T-SQL: Improve the Performance for LIKE Wildcard by Changing the Collation
DOWNLOAD |
All Codes used in this article is downloadable from this URL. |
** **
Introduction
Do you want to improve the performance of the T-SQL queries that have LIKE Wildcard in their WHERE clause? This article offers a simple solution to this issue, but like many other solutions, this one also has its limitations. ** **
Problem
Running queries to find all the matches’ strings with the given string in huge tables usually have a poor performance. Why are these queries slow? The answer is Sargability! If you want to know more about it, you can see Sargability: Why %string% Is Slow written by Brent Ozar. By the way, we still can try to tune up the performance of such queries in some situations.** **
Solution
One solution to this problem is changing the column collation. If we use the Binary collation instead of SQL or Dictionary collation, we can improve the performance of the LIKE wildcard queries on that column. But this improvement varies in different situations.** **
Case Study
The following code inserts 10 millions of rows into the sample table which its name is NewTable. I used one of the solutions that provided by Ronen Ariely (pituach), from his T-SQL: Random String article. If you want to use a faster and far better solution to produce random values, you can use his other article: SQL Server: Create Random String Using CLR.
Code 01
--drop & craete table
IF OBJECT_ID('NewTable', 'U') IS NOT NULL
DROP TABLE NewTable ;
GO
CREATE TABLE NewTable
(
Id INT IDENTITY
PRIMARY KEY ,
Code NVARCHAR(30) COLLATE SQL_Latin1_General_CP1_CI_AS
);
GO
--insert ten million rows
DECLARE @StringMaxLen int = 30;
WITH Nums AS ( SELECT n
FROM ( VALUES (0),(1),(2),(3),(4),(5),(6),(7),(8),(9) ) AS T(n) )
INSERT dbo.NewTable
( Code )
SELECT
LEFT (REPLACE(CAST (NEWID () AS NVARCHAR(MAX)),'-','') , ABS (CHECKSUM (NEWID ())) % @StringMaxLen + 1)

______

PROBLEMS TO SOLVE:
1. In the article on LIKE wildcard performance, which collation should replace SQL or Dictionary collation on a column to speed up LIKE wildcard queries?
2. In the records, repeat word for word every line from the one containing "Reviewer note: verify one keypoint per instance of the spice" through the one containing "(1035, 638)", including both of those lines.

______

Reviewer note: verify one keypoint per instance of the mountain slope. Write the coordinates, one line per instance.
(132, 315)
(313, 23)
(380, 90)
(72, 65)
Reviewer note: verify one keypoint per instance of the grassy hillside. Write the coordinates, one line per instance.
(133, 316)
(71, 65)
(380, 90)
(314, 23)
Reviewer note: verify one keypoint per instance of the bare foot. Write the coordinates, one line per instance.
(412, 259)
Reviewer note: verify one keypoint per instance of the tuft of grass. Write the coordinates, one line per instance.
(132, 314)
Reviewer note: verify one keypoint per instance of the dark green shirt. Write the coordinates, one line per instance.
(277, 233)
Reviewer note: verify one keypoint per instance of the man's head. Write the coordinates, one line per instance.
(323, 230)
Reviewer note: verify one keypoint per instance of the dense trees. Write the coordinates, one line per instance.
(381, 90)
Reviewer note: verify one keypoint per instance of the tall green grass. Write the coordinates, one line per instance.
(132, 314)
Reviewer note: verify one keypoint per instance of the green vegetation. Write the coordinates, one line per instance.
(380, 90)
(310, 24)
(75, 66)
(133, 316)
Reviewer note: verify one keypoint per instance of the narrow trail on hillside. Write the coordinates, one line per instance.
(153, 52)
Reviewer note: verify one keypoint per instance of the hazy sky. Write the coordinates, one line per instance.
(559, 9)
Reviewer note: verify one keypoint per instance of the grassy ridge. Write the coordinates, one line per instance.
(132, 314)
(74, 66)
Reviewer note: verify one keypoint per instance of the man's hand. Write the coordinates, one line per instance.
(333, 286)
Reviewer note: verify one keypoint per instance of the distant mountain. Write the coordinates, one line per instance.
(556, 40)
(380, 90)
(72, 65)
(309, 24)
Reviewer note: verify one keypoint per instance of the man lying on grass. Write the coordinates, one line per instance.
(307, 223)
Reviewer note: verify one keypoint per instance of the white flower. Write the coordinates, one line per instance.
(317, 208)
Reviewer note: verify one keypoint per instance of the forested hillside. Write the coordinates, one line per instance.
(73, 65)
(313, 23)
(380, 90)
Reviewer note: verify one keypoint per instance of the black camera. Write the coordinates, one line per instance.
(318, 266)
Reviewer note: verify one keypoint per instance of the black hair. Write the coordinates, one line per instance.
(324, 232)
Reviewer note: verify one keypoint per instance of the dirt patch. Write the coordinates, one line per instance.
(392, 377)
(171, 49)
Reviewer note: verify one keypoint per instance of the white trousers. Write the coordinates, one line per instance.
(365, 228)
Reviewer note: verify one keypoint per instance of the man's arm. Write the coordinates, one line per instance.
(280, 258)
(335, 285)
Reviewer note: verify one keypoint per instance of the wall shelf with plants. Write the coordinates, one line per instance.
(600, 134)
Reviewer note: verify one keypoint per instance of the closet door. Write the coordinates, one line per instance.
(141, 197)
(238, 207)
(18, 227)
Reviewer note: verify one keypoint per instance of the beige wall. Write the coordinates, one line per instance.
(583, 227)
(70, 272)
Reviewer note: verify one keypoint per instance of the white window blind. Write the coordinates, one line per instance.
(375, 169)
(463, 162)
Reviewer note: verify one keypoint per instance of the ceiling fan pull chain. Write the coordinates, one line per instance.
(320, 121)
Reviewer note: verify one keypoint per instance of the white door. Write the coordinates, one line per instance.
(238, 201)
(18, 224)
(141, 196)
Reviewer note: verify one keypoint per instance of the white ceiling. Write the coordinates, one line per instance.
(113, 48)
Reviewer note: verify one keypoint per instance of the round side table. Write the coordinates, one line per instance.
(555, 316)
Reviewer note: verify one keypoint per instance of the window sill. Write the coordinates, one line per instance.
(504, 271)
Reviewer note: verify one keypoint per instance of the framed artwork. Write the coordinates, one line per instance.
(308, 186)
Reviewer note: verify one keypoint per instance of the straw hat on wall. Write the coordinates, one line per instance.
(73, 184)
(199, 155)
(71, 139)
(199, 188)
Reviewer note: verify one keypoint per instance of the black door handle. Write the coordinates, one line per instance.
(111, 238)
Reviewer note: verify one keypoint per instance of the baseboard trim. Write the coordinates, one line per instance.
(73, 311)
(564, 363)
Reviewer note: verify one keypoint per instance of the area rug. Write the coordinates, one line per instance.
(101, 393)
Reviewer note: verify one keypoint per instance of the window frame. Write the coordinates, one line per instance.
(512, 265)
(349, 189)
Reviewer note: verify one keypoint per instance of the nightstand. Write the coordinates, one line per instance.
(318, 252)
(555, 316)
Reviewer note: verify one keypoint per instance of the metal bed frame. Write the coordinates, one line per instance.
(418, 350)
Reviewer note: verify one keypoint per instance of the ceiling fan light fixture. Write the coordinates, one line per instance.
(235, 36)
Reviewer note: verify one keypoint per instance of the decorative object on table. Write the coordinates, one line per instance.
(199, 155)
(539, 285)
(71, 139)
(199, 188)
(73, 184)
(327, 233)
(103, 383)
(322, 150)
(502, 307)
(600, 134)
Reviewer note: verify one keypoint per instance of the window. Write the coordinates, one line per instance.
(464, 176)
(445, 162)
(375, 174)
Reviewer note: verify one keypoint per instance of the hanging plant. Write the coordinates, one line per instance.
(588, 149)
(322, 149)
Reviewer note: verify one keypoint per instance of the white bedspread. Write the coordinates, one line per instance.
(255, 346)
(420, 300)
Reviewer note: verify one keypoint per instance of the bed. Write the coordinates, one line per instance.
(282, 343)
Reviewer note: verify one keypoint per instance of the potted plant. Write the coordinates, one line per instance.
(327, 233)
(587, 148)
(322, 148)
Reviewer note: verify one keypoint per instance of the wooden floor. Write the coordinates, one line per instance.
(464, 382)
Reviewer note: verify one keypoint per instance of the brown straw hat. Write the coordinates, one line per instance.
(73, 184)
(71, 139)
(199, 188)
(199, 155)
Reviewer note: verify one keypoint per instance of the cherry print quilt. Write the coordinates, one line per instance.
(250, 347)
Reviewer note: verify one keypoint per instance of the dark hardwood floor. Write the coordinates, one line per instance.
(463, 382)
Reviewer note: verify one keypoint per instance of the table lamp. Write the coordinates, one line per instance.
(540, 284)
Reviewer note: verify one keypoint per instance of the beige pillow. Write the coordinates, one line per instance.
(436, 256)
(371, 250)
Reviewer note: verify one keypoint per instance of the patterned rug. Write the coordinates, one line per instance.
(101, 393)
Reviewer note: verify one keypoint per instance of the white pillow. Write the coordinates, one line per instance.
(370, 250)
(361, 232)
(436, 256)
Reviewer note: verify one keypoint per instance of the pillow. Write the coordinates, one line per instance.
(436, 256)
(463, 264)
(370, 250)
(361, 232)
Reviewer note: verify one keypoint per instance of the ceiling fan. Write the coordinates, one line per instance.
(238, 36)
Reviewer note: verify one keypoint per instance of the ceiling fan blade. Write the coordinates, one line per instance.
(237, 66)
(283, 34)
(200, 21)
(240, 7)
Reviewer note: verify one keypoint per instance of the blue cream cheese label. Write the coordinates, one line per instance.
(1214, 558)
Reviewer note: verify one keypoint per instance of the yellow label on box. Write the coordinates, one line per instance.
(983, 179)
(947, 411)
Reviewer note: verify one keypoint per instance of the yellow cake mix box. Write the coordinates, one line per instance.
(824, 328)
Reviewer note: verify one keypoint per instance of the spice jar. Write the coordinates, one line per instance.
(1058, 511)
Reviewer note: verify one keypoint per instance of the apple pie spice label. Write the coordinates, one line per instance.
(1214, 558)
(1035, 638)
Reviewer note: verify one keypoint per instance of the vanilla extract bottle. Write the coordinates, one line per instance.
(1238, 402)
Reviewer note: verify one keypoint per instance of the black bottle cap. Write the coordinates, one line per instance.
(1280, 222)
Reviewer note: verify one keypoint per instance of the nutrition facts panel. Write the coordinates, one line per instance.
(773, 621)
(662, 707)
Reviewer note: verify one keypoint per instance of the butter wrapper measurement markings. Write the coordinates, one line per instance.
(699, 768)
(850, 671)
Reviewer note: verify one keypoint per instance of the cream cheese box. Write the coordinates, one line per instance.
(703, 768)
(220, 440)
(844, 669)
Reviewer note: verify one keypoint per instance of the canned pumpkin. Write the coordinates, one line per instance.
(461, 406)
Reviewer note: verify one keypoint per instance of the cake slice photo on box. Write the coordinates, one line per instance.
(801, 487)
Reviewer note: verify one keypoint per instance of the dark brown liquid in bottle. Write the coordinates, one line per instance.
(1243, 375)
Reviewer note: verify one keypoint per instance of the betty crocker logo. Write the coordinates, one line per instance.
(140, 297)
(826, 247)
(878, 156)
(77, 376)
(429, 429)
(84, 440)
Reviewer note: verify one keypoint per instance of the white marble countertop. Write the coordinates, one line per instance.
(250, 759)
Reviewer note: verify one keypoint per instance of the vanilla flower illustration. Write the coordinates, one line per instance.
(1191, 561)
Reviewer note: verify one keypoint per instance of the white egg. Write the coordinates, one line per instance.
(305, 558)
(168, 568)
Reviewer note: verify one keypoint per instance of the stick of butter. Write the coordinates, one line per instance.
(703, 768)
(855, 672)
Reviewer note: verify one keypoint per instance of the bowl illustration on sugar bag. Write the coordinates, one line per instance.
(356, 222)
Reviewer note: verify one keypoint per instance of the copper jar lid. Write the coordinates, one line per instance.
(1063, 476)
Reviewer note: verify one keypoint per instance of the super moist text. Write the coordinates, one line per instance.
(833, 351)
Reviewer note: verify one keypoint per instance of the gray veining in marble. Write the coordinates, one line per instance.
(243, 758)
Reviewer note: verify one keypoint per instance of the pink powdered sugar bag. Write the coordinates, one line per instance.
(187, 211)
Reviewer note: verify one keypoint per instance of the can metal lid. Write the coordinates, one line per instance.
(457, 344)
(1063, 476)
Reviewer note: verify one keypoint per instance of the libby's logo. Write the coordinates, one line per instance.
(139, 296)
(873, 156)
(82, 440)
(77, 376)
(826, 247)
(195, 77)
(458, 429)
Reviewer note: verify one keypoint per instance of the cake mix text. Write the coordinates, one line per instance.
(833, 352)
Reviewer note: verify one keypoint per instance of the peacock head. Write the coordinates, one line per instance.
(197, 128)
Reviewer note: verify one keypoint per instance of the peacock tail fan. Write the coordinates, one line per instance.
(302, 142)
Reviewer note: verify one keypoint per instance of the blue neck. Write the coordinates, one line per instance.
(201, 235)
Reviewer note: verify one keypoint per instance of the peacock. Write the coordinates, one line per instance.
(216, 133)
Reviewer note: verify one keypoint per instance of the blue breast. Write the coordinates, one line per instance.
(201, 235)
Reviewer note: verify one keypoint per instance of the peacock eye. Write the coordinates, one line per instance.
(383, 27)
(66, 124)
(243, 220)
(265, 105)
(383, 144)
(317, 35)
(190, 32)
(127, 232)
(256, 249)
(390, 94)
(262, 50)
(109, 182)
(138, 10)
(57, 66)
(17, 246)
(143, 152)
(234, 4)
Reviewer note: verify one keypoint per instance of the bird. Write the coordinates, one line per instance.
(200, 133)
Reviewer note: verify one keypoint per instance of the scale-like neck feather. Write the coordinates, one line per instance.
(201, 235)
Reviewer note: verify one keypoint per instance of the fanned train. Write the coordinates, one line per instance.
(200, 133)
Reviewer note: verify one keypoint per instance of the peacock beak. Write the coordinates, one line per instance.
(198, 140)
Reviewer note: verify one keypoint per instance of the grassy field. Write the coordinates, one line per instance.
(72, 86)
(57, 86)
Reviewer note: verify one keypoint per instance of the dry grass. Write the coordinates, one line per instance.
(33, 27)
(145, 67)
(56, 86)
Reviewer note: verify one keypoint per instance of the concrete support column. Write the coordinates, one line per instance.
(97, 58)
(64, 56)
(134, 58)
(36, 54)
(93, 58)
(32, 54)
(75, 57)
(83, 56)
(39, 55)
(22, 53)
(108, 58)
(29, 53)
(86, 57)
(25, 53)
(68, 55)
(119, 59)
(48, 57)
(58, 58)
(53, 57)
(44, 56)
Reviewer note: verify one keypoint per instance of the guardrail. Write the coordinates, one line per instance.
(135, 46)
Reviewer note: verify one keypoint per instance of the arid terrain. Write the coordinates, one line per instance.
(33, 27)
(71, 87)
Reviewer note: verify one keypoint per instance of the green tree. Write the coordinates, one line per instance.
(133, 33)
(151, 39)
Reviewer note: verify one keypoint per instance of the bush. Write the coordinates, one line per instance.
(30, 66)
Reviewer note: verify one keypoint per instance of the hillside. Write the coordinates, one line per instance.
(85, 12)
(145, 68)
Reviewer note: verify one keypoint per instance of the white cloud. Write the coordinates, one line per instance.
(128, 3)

______

WRITTEN ANSWERS:
1. Binary collation.

2.
Reviewer note: verify one keypoint per instance of the spice jar. Write the coordinates, one line per instance.
(1058, 511)
Reviewer note: verify one keypoint per instance of the apple pie spice label. Write the coordinates, one line per instance.
(1214, 558)
(1035, 638)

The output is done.